▶ Work to do: Continue the passage about authentication, authorization, and OAuth, starting right after its last sentence.
## START Passage
There are two “auths” commonly used in digital security: authorization and authentication.
Simply put, authentication is the process of verifying users are who they claim to be, while authorization is the process of giving authenticated users permission to access resources. Both authentication and authorization are essential concepts in data security, but unfortunately, the name “OAuth” leaves that distinction up to the imagination.
OAuth is short for Open Authorization, so OAuth tokens are used to grant users permission to access resources. On the other side of the “auth” coin, OpenID is a protocol which allows APIs to grant access to users through another API. In other words, OAuth is useful for authorization, while OpenID is useful for authentication.
Similarly, SAML (Security Assertion Markup Language) is an authentication protocol allowing users to be authenticated to multiple client servers through a single identity provider. SAML tends to be specific to users, while OAuth is specific to applications.
If your bank let strangers roam freely around their vault and flip through their documentation, would you continue to bank there?
Security is a top priority for financial institutions, but it isn’t enough to simply be secure. If security were the only consideration, banks would simply be sealed in concrete and steel capsules. But in addition to being secure, banks also have to be accessible.
Financial institutions must be accessible so their customers can talk to tellers in the lobby, access their funds, and receive legal documentation. They should also be secure so interlopers cannot access funds or information which belongs to legitimate users.
## END Passage
## START Recorded data
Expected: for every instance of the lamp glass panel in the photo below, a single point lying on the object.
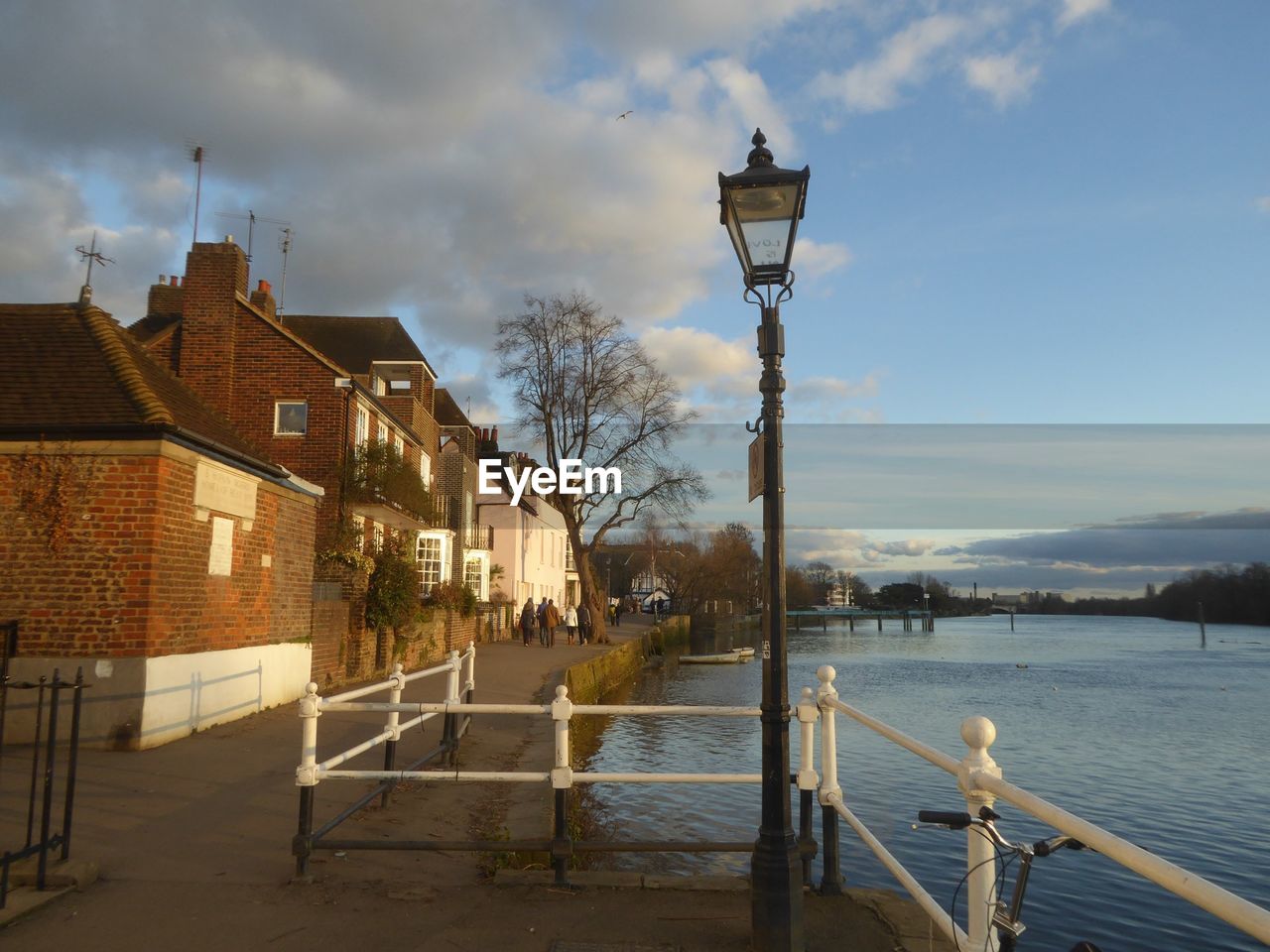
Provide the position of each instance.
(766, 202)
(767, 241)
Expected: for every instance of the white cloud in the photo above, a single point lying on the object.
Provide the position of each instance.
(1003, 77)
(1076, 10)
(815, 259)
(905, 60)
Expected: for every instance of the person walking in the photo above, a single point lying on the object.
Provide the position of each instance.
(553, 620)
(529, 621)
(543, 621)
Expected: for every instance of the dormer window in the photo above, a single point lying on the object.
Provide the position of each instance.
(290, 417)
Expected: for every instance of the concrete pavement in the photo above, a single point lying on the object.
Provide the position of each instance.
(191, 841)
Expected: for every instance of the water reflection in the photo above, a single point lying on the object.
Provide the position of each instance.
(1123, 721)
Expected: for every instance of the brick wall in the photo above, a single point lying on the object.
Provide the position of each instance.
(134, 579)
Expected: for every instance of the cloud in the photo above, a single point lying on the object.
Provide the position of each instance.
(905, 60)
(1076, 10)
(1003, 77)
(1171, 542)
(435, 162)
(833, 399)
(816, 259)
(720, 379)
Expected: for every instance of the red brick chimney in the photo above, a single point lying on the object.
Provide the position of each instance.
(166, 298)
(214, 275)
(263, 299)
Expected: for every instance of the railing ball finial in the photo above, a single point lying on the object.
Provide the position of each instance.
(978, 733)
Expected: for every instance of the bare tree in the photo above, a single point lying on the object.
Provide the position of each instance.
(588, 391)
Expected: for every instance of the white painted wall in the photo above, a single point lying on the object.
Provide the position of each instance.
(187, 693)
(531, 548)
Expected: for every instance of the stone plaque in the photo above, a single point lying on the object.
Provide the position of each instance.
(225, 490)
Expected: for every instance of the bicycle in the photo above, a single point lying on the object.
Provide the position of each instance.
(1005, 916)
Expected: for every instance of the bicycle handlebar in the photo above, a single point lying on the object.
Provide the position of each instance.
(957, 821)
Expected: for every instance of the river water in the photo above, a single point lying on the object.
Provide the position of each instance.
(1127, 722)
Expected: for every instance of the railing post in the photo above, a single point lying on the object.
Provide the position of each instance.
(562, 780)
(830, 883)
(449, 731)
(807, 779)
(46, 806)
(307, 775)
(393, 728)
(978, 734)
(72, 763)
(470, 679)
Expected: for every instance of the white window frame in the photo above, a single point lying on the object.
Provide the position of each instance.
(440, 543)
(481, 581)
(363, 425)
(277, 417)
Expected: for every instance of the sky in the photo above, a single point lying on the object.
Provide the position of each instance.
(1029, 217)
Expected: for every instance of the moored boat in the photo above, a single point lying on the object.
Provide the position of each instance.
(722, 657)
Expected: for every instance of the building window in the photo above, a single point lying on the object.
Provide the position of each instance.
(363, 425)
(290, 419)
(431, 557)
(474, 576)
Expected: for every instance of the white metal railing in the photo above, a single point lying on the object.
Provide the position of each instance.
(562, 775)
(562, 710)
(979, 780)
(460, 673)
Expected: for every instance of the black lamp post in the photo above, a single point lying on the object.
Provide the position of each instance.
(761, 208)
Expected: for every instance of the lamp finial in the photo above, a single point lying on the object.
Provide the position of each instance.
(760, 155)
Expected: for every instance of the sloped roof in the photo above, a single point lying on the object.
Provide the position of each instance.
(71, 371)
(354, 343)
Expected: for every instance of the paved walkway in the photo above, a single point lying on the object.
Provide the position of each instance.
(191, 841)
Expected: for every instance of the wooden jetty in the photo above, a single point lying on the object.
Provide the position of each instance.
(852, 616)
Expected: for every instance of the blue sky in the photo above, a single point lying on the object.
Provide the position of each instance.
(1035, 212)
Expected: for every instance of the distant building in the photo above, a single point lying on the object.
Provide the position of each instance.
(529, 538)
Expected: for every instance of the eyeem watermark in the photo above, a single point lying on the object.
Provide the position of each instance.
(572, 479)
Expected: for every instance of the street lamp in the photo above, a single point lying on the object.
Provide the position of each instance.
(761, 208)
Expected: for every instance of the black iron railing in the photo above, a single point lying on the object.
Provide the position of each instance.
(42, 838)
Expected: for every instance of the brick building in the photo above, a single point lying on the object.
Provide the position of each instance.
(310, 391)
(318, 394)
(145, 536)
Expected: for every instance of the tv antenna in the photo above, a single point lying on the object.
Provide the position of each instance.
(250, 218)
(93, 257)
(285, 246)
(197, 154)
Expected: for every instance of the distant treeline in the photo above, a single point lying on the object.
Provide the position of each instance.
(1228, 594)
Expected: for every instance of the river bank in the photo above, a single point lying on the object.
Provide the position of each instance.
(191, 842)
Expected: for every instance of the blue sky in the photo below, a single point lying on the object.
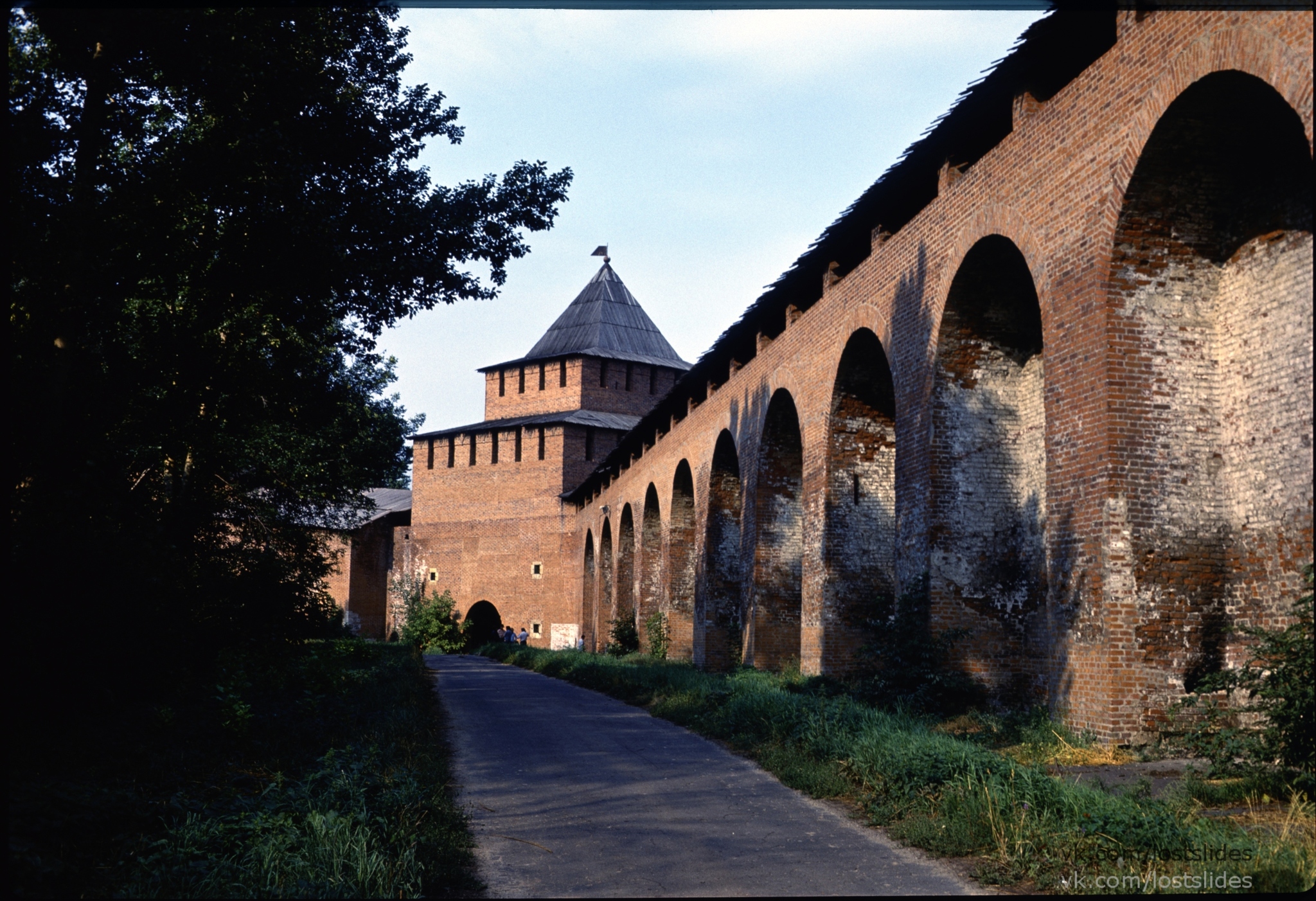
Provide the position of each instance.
## END Recorded data
▶ Final result:
Regarding API access, this give-and-take between security and accessibility presents a whole new realm of challenges. But despite the difficulty of pursuing this balance, it must be a top priority for organizations.
This is why letting other APIs access your API through OAuth tokens is an important process so resource owners can access their resources through your API.
Consider the example of a hotel: guests need access to their hotel rooms, but not to each others. To coordinate this complex matrix of permissions, there has to be a uniform format allowing permissions to be granted or revoked to specific users and specific rooms over specific time periods.
Most modern hotels have moved away from physical keys in favour of digital keycards because they give managers more granular control over granting and revoking permissions, reducing the security risks of lost or stolen keys.
In API access, OAuth fills the role of a hotel’s magnetized key card: a unified standard to delegate access to other APIs (on behalf of users) to facilitate access and protect security for both the client and the user.
OAuth 2.0 was a ground-up rebuild of OAuth 1.0, which shared the same goals and functionality but introduced improvements like simplified signatures and short-lived tokens.
While OAuth 2.0 was a significant improvement over 1.0, it wasn’t perfect. In the decade since 2.0, several improvements have been made, culminating in the in-progress 2.1 protocol.
OAuth 2.1 consolidates post-2.0 features by integrating many RFCs that have added or removed functions from the original 2.0 protocol. There were only two years between OAuth 1.0 (2010) and OAuth 2.0 (2012), and in the intervening decade, new best practices and exploits have been unearthed, so OAuth 2.1 is an attempt to codify these best practices in an up-to-date protocol.
PKCE (Proof Key for Code Exchange) is an extension to the authorization code flow, which is more secure than the traditional implicit flow.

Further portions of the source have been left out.